= Задание =
Пожалуйста, изложите фрагмент о слове «провинция» в двух предложениях.

= Фрагмент документа =
----------------------------------------
Закреплению негативного значения слова «провинция» в большой степени способствовал также концепт «красного угла», характерный для русской культурной мифологии. Жесткая иерархия социальных отношений, активно внедрявшаяся усилиями центральной власти в русское сознание начиная с XVIII века, сыграла тут не последнюю роль. Как в каждой избе или дворянском доме существовал «красный угол» — сакральное место, где помещались иконы и усаживались самые почетные гости, — так и в стране существовал свой «красный угол» — столица, где наряду с правительственными указами и распоряжениями появлялись «лучшие» идеи, нормы, моды, распространявшиеся затем на всю страну, и куда стекались «лучшие» люди и продукты всех отраслей функционирования государства{25}.
----------------------------------------
Собранные записи данных:
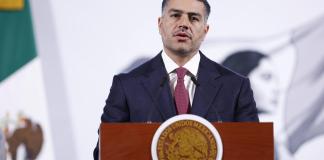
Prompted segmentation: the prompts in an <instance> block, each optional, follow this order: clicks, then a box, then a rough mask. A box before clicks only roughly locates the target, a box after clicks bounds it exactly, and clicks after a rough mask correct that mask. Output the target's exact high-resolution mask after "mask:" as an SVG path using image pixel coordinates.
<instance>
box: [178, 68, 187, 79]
mask: <svg viewBox="0 0 324 160" xmlns="http://www.w3.org/2000/svg"><path fill="white" fill-rule="evenodd" d="M176 72H177V76H178V78H180V79H183V78H184V76H185V75H186V73H187V69H185V68H183V67H179V68H177V69H176Z"/></svg>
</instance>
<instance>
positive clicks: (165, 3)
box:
----------------------------------------
= Ответ =
Негативное значение слова «провинция» закрепилось во многом благодаря характерному для русской культурной мифологии концепту «красного угла», и немалую роль тут сыграла жесткая иерархия социальных отношений, которую центральная власть внедряла в русское сознание начиная с XVIII века. Как в избе или дворянском доме был «красный угол», где помещались иконы и усаживались самые почетные гости, так и в стране им была столица, откуда по всей стране распространялись «лучшие» идеи, нормы и моды и куда стекались «лучшие» люди и продукты.